▸ **Document text**:
Abstract

Party Politics readers should focus on the book’s subtitle, Republican and Democratic Platforms: 1840-2016, and not on its title, Envisioning America and the American Self. Sociologist Scott Applerouth framed his study around Diane Margolis’ 1998 book, The Fabric of Self: A Theory of Ethics and Emotions. I am not competent to comment on Appelrouth’s social psychological framework, so my review covers only his extraordinary historical analysis of all past Democratic and Republican party platforms. His book is the most comprehensive study of both parties’ platforms now in print.
This is not the place to survey the vast research on party platforms. Instead, I offer summary observations on researchers’ scope of coverage, their focus of inquiry, and their methods of analysis. Concerning scope, most scholars cover a limited time span and often only one party. Their foci vary widely; some study platform positions on a particular topic, such as abortion, tariff, or civil rights. Others ask whether parties’ tend to deliver on platform promises (finding that they usually do). Their research methods also vary widely, from pre-computer studies that discuss platform planks, to statistical analysis of mentioned themes, to quantitative content analysis of entire platform texts.

▸ **Work task**:
Resume the review of the book on Republican and Democratic party platforms, starting right after its final sentence.

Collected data
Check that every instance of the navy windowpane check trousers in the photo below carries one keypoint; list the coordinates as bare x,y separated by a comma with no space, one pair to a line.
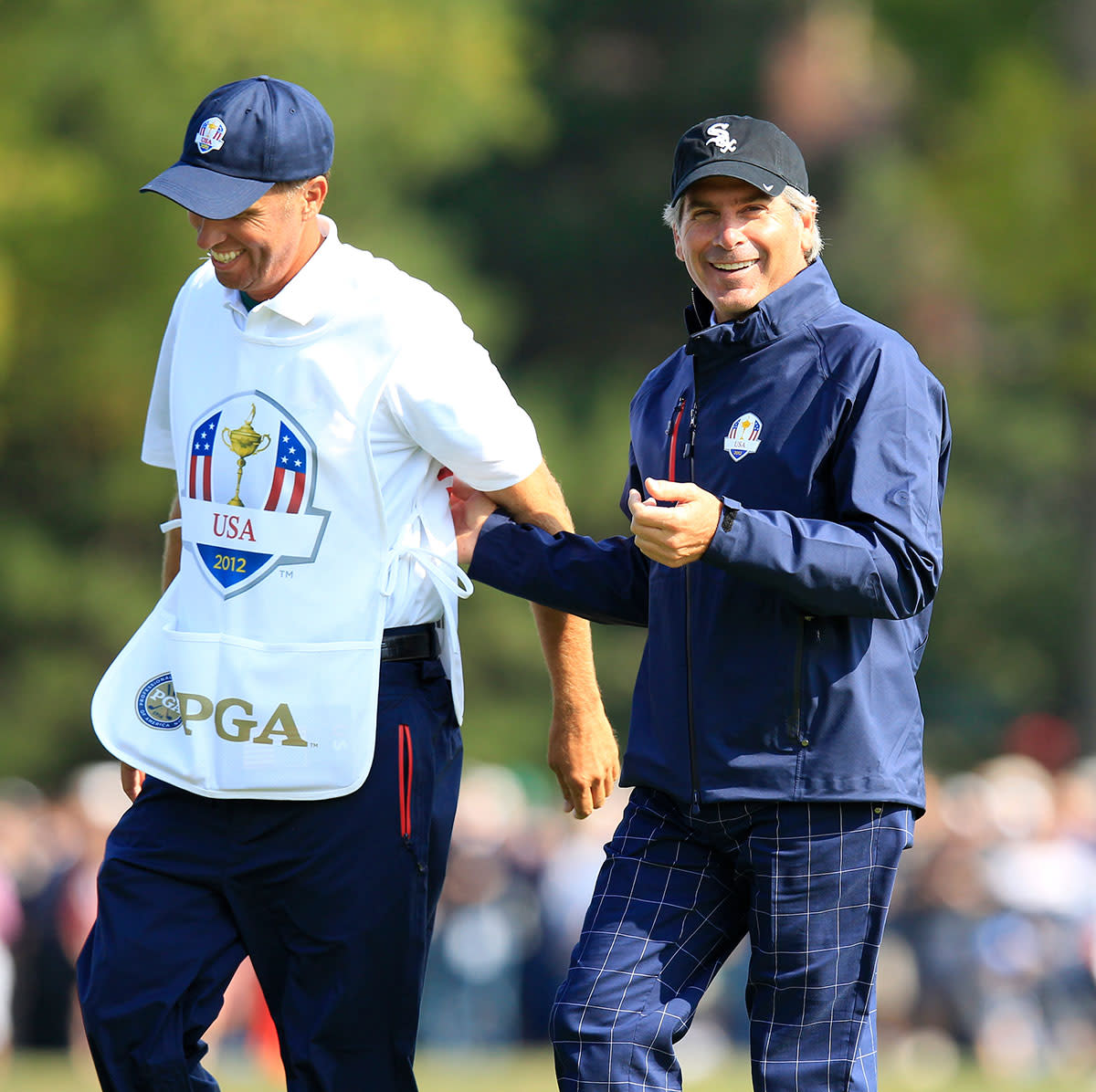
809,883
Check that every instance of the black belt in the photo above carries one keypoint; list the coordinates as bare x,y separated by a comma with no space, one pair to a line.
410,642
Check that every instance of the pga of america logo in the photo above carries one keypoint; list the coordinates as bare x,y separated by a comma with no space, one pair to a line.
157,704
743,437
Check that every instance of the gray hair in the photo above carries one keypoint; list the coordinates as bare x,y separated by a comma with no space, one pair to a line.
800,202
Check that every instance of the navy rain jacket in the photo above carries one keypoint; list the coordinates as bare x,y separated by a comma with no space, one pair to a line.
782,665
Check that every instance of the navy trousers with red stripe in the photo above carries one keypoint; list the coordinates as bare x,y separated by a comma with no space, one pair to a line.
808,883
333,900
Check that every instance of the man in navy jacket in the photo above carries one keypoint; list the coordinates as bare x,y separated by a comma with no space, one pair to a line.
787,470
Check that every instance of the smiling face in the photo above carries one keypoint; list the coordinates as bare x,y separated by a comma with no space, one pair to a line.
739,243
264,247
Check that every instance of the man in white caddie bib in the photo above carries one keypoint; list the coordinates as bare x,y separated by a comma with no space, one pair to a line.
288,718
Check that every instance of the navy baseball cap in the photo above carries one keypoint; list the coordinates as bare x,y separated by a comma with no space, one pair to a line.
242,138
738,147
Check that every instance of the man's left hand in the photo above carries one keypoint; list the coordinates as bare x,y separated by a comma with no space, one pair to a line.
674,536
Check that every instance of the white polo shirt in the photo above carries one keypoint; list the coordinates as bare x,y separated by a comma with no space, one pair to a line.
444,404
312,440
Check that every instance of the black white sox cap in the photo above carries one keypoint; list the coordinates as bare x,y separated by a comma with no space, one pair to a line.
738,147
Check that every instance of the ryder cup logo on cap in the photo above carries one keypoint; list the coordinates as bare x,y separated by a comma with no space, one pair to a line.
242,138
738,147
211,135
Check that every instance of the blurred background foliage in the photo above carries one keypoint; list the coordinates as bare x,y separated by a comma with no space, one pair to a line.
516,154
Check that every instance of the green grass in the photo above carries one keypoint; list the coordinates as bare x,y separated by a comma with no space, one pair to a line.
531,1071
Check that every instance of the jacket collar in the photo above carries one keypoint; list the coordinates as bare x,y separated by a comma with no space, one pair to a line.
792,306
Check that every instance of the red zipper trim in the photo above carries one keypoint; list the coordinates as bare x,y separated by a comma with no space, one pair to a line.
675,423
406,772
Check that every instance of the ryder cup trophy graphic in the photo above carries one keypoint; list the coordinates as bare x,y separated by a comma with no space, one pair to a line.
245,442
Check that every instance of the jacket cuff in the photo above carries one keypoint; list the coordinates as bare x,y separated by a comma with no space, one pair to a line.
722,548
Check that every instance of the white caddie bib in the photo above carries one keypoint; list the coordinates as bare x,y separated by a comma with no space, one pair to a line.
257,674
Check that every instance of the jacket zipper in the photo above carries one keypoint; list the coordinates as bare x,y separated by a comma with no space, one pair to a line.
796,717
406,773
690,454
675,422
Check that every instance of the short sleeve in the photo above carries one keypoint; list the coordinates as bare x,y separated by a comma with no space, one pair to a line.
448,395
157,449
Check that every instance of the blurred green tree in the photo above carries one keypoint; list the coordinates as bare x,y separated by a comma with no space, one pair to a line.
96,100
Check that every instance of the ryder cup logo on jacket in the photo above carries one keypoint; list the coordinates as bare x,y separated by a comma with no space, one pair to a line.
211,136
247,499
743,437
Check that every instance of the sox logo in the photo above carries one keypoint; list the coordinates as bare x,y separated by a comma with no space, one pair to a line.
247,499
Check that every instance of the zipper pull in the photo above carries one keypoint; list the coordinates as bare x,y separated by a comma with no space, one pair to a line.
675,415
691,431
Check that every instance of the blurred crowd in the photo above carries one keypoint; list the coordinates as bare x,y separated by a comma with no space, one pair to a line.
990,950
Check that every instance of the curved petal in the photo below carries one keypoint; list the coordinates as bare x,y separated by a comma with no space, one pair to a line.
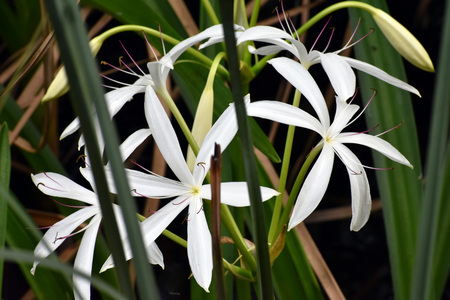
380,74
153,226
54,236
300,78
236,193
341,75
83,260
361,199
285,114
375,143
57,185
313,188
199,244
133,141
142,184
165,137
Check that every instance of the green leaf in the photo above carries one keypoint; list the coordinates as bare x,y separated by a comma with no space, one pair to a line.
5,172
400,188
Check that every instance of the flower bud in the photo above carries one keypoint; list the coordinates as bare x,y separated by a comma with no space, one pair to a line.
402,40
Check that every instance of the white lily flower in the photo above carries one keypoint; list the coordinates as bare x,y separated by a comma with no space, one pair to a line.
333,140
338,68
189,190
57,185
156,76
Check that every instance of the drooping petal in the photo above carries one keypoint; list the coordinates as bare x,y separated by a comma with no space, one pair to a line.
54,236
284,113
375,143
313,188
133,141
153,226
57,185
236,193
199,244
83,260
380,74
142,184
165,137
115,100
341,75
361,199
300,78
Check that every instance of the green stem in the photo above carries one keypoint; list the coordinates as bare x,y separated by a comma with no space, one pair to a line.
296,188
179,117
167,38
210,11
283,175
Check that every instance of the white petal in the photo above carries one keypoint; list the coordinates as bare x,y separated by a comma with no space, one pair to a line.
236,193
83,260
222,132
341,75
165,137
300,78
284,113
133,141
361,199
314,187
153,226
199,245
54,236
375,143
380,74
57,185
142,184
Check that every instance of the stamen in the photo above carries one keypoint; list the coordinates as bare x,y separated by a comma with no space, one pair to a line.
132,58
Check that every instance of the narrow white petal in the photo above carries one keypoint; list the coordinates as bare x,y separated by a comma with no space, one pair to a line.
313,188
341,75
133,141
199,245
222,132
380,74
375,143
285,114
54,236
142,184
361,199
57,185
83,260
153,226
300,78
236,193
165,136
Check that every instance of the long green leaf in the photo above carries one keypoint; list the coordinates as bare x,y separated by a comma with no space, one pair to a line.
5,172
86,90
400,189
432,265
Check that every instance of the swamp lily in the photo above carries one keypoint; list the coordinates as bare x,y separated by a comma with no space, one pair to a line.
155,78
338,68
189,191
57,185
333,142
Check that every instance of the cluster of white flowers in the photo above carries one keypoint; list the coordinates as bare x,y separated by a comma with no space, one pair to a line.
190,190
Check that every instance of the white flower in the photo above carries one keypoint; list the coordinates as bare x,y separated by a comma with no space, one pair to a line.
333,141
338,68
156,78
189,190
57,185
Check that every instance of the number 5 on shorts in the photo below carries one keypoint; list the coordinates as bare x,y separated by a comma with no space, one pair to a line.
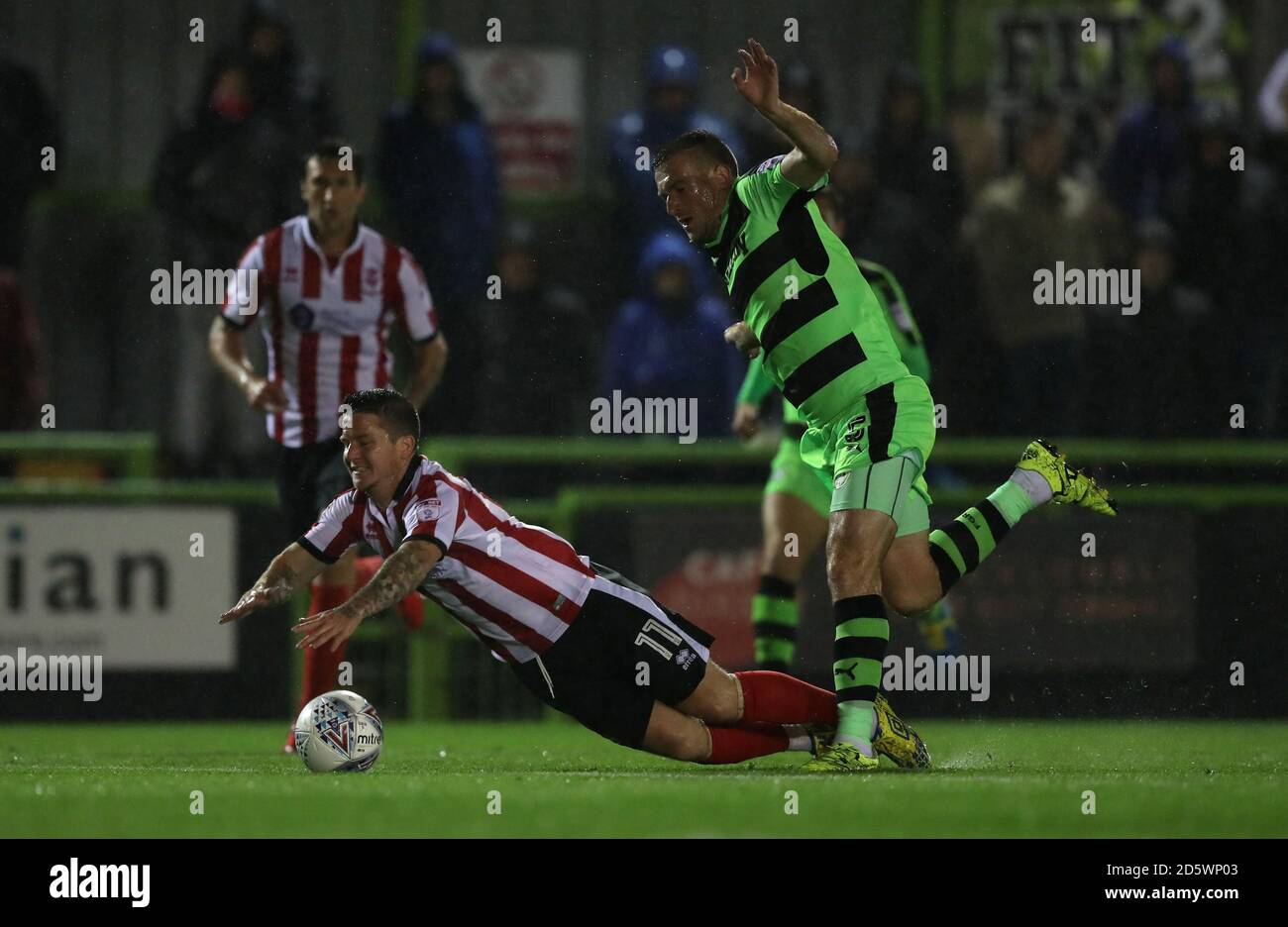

▸ **Response**:
Appelrouth’s book checks all the boxes on scope, focus, and methods. He includes the full texts of all 45 Democratic platforms from 1840 to 2016 and all 41 Republican platforms from 1856 to 2016. He maps all likely topics of coverage during those years using modern techniques of computer analysis. While he pays no special attention to platform planks as concrete reflections of party principles, he profusely illustrates his analysis with quotations from specific party platforms.
The book has only 125 pages and skips quickly over topics that interest many students of party politics. “Ideological polarization” is justifiably dismissed in 15 pages, four of which graph House and Senate liberal-conservative congressional nominate scores over time. Appelrouth properly argues that current meanings of liberal and conservative do not apply to Nineteenth Century politics. An even shorter nine-page chapter attempts to establish “the Cultural Grounds of Political Ideology” in the “self and community,” invoking concepts of the “obligated self,” the “cosmic self,” and “relational morality.”
The 10-page chapter that follows describes how topic modeling, “a software-assisted, inductive method for assigning topics to a corpus,” identified 18 topics in Republican platforms and 14 topics in Democratic platforms based on word patterns. (p.40) The most frequent topic for Republicans was “Agricultural and Industrial Policy”; the second was “The Military.” The top two for Democrats were “A New World Order” and “Farm Policies.” Graphs show how these topics (all 18 and 14) distributed over presidential election years.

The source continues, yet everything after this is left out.